▶ [Check your understanding]
**1.** Do these statements agree with the text on teen vaccination and CDC guidance? Answer yes or no for each, quoting the deciding words of the text.
(a) One quarter of children ages 12-17 have received one shot of the vaccine.
(b) Walensky said the CDC would change its school guidance before the end of this school year.
(c) New York applied CDC summer camp guidance to schools.
**2.** Rewrite the text on teen vaccination and CDC guidance from "So far, 25%" to "placed on ventilators.", swapping "intensive care unit" for "critical care unit".
**3.** Name every CDC guidance that the text on teen vaccination and CDC guidance mentions, identified by the group or setting it covers.

Text Start Marker

So far, 25% of children ages 12-17 have received one shot of the vaccine since it was authorized last month. While kids have generally been at lower risk for the virus, a new study from the CDC last week urged teenagers not to play the odds. The study showed that nearly a third of teens ages 12-17 hospitalized with COVID-19 ended up in the intensive care unit, with 5% ultimately being placed on ventilators.
Meanwhile, the pressure continues to build for the CDC to release new guidance for schools, particularly in the wake of guidance released last month that fully vaccinated adults do not need to wear masks indoors or outdoors. CDC Director Rochelle Walensky has said the guidance won’t come until after this school year ends.
“We’ve got a lot of questions about schools,” Walensky said on CNN just after releasing the new guidance for fully-vaccinated adults. “We will not be changing our guidance for the end of this school year. Most kids will not be vaccinated or fully vaccinated before the end of this year, and we’re going to work on updating our school guidance.”
That has left some states to apply CDC summer camp guidance to schools, as New York did Monday. Released last week, the CDC recommended children wear masks at camp if they’re not vaccinated, but said masks were not required at camp indoors or outdoors if they were.

Text End Marker
Data for analysis Start Marker

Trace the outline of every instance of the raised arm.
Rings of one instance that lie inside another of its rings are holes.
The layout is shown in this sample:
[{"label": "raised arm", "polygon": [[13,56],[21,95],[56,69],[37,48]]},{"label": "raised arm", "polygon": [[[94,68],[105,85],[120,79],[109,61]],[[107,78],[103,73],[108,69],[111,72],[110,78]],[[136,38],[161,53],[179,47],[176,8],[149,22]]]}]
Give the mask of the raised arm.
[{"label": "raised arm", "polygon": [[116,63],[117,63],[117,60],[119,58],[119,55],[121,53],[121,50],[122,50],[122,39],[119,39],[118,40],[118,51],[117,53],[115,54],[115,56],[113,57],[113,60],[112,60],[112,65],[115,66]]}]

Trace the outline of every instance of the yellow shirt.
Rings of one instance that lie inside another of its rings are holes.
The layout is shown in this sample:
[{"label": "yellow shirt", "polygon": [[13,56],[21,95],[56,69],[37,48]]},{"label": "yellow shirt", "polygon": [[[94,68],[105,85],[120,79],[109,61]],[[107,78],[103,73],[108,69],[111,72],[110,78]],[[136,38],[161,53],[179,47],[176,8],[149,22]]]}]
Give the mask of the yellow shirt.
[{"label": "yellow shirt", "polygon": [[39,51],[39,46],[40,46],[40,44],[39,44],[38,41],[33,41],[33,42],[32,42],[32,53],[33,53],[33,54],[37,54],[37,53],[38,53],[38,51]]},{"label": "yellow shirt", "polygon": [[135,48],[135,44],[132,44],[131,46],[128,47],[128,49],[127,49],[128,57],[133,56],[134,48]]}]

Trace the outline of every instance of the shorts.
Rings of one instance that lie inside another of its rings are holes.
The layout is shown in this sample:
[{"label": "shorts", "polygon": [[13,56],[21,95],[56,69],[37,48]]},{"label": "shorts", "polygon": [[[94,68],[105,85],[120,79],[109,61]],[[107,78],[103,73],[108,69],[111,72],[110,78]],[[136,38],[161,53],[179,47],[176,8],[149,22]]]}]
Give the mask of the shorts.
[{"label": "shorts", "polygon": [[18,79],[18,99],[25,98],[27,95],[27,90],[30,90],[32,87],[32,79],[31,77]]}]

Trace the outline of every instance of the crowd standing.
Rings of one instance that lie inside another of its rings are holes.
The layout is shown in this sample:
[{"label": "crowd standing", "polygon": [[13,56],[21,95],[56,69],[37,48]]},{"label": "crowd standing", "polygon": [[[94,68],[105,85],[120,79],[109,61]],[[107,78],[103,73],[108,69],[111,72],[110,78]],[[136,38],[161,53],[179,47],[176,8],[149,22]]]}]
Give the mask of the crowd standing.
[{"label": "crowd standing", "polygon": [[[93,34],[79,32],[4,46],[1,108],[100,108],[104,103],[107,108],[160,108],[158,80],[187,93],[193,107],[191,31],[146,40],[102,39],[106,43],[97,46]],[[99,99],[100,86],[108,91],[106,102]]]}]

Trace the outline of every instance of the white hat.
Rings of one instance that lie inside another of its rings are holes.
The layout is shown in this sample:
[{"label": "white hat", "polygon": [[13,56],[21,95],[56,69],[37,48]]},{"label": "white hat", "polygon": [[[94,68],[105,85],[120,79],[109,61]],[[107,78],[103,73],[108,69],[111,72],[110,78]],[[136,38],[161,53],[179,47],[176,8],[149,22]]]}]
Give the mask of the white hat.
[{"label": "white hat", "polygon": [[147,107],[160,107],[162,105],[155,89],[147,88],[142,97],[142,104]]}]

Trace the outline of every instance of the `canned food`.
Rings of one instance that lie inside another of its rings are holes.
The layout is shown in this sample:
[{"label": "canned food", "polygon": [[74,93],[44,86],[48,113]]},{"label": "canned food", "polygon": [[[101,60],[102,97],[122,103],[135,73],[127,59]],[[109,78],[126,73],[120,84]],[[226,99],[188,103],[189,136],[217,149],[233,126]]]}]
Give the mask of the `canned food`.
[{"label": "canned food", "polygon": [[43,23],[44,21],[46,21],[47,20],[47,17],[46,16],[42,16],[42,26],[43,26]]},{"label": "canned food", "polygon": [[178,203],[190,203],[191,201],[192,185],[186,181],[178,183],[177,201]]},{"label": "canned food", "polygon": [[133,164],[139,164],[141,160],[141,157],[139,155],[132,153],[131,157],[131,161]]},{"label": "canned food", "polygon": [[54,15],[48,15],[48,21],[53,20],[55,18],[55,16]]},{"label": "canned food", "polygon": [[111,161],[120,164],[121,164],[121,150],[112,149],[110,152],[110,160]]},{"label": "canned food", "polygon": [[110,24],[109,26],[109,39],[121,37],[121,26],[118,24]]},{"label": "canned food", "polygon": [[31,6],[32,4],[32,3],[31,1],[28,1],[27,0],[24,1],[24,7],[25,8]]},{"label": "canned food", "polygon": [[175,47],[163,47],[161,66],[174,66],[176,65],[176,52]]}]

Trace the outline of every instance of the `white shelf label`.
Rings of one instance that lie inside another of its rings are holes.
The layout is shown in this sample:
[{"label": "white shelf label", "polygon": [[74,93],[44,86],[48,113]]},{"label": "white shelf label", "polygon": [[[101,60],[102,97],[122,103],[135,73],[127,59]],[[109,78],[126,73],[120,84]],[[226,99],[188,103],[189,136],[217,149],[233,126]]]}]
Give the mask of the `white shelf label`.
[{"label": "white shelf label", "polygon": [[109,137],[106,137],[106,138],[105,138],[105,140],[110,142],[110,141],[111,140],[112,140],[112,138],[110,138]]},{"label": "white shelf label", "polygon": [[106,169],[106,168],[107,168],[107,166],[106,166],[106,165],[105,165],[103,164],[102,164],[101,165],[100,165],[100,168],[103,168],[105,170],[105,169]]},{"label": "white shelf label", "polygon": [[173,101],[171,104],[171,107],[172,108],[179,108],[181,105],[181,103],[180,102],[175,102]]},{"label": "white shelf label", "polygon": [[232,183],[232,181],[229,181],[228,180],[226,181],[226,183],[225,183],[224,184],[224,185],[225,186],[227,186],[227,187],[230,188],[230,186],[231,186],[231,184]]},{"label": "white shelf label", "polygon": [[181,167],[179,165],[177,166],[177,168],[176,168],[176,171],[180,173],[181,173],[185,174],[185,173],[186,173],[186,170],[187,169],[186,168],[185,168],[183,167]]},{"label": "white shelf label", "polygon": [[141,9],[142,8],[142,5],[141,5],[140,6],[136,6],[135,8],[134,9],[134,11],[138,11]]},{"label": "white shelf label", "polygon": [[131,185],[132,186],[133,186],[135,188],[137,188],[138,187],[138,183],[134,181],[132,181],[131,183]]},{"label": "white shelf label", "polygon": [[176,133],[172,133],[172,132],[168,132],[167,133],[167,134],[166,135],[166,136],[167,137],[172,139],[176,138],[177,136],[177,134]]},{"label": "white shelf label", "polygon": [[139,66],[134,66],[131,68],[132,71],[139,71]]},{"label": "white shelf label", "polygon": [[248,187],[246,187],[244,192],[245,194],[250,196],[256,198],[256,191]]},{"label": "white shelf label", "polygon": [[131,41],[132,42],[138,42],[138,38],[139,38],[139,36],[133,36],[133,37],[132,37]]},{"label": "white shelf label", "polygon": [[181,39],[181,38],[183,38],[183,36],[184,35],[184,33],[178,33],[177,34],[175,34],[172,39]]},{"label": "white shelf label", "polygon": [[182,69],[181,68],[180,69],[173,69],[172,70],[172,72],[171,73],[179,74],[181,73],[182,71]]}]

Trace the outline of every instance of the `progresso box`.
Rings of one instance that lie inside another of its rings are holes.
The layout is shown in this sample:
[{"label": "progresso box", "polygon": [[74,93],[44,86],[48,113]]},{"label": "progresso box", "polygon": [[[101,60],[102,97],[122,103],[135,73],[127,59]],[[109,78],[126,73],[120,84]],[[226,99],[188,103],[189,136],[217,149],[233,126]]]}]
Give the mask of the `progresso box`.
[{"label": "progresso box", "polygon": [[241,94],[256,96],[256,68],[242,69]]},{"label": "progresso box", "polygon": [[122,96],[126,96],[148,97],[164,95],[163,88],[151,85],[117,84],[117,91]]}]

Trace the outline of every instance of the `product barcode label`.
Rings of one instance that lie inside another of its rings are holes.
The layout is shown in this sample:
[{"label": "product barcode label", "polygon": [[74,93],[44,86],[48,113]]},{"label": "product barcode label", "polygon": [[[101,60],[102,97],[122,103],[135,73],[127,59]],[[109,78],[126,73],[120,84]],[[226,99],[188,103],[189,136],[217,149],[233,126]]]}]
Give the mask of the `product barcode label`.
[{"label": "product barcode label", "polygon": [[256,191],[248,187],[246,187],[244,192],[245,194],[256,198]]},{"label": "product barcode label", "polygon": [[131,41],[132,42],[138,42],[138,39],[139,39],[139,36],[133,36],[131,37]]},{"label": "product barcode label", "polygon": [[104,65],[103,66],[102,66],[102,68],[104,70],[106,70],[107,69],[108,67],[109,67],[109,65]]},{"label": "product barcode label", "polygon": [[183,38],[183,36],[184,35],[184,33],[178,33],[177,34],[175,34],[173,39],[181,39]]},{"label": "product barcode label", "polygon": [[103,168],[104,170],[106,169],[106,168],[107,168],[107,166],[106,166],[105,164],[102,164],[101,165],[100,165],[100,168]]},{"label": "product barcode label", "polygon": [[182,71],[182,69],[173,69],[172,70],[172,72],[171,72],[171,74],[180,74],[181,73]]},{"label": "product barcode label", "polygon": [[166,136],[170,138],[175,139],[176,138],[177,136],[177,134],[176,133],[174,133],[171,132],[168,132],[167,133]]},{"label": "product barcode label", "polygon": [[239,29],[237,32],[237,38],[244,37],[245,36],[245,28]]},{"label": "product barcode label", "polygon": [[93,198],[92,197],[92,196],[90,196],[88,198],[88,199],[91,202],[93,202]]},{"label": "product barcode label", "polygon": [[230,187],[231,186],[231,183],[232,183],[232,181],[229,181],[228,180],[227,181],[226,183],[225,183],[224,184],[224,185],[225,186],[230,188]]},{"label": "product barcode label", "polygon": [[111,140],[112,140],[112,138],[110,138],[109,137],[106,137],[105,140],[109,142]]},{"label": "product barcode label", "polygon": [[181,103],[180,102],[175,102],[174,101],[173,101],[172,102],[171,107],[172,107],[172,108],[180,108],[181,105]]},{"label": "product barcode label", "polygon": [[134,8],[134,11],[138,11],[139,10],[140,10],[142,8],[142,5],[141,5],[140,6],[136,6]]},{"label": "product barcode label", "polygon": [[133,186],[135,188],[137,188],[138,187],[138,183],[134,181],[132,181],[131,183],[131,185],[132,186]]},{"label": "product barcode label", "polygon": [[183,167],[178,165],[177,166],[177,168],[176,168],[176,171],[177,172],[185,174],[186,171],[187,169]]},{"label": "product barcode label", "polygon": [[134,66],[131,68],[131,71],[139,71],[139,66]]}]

Data for analysis End Marker

▶ [Answer list]
**1.**
(a) Yes: "So far, 25% of children ages 12-17 have received one shot of the vaccine"
(b) No: "We will not be changing our guidance for the end of this school year."
(c) Yes: "That has left some states to apply CDC summer camp guidance to schools, as New York did Monday."

**2.**
So far, 25% of children ages 12-17 have received one shot of the vaccine since it was authorized last month. While kids have generally been at lower risk for the virus, a new study from the CDC last week urged teenagers not to play the odds. The study showed that nearly a third of teens ages 12-17 hospitalized with COVID-19 ended up in the critical care unit, with 5% ultimately being placed on ventilators.

**3.**
- Guidance for schools
- Guidance for fully vaccinated adults
- Summer camp guidance